*** DATA PROVIDED Section Begins ***

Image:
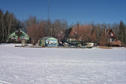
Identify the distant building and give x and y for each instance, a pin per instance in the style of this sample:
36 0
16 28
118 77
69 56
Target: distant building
18 36
112 39
48 42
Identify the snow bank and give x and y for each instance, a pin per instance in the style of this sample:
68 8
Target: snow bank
62 65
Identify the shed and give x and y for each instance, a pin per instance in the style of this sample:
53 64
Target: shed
48 42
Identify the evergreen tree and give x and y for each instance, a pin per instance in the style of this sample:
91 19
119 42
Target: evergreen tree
122 32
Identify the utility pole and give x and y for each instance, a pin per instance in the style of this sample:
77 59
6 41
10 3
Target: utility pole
48 10
49 26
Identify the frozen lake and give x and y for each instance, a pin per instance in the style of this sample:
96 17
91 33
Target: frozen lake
62 66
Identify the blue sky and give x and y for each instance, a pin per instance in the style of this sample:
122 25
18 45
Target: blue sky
73 11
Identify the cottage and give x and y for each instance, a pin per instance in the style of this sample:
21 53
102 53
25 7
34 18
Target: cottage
48 42
112 39
18 36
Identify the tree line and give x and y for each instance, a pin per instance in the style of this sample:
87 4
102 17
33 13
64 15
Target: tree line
59 29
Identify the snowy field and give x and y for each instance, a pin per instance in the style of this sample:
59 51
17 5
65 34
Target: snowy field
62 66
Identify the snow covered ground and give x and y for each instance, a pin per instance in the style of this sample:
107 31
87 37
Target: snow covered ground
62 66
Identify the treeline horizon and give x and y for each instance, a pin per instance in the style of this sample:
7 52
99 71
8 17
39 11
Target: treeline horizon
59 29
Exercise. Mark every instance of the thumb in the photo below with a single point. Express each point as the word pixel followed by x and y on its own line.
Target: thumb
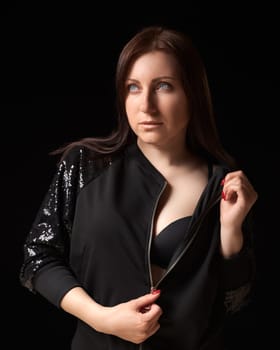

*** DATA PROVIDED Section Ends ***

From the records above, report the number of lines that hold the string "this" and add nothing.

◆ WORKED SOLUTION: 12